Exercise:
Only a number is wanted: how many lines in the records below contain "roof"?

(Saved entries)
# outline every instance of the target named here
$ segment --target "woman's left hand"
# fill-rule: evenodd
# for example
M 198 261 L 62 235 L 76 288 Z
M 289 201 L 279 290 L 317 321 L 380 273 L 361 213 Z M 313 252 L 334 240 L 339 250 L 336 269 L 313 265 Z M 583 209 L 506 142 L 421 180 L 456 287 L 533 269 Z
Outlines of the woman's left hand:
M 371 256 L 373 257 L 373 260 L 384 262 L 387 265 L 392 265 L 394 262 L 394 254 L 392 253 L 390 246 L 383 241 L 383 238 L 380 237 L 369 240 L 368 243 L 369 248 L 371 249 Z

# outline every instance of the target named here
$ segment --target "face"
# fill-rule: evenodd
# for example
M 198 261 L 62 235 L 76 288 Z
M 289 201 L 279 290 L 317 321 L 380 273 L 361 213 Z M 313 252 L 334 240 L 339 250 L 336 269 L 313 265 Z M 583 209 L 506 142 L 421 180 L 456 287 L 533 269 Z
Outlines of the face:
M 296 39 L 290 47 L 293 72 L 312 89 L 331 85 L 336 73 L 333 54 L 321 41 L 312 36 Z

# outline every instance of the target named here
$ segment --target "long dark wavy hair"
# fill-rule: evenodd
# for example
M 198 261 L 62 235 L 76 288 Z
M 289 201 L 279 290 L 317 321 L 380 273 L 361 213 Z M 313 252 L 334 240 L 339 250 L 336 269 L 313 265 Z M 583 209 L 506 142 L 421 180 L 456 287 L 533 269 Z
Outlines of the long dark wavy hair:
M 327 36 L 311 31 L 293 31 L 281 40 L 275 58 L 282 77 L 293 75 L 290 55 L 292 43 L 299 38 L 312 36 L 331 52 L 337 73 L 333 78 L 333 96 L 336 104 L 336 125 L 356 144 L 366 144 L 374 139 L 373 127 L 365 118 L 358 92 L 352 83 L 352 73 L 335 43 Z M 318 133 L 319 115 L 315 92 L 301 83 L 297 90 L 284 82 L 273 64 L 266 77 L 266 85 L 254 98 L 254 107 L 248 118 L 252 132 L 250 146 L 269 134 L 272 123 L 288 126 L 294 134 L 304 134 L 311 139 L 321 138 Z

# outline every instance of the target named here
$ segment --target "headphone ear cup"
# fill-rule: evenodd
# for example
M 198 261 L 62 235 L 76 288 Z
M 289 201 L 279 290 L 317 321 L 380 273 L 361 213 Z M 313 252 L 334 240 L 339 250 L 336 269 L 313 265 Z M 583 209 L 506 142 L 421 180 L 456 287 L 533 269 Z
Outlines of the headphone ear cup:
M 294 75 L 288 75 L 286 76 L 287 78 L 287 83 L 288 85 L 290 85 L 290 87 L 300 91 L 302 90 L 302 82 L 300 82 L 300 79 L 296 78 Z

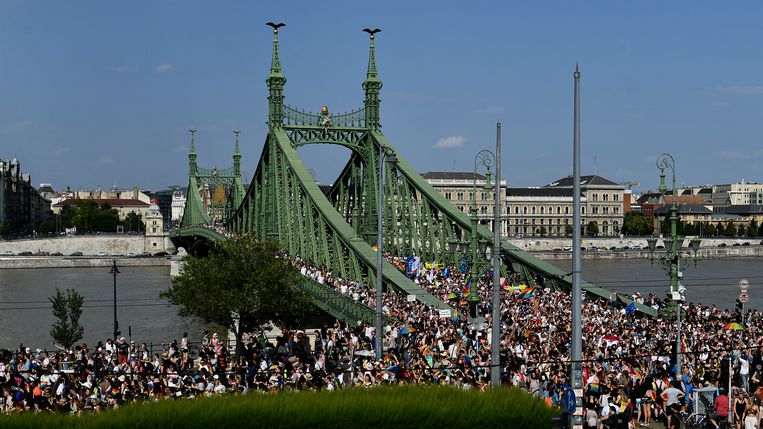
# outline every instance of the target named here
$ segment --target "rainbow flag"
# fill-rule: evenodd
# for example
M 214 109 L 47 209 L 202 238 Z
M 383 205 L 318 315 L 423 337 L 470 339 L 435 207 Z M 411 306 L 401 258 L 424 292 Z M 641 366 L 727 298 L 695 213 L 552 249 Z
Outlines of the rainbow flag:
M 528 287 L 519 295 L 522 299 L 530 299 L 533 296 L 535 296 L 535 287 Z
M 591 383 L 588 385 L 588 391 L 591 393 L 599 393 L 599 383 Z
M 472 273 L 466 275 L 466 284 L 464 285 L 464 296 L 472 292 Z
M 379 251 L 379 245 L 374 244 L 372 249 L 374 249 L 374 252 L 378 252 Z

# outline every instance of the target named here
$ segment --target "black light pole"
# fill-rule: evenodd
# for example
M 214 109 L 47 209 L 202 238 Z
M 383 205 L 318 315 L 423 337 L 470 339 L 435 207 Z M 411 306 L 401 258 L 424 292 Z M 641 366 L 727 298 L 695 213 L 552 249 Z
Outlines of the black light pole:
M 117 342 L 117 336 L 119 335 L 119 322 L 117 322 L 117 274 L 119 274 L 119 268 L 117 268 L 116 259 L 112 259 L 111 271 L 114 276 L 114 343 Z

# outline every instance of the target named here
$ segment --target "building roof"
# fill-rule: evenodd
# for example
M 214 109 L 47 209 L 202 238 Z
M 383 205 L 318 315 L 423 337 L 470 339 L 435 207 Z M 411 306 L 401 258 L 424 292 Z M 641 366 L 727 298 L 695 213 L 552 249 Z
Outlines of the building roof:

Written solution:
2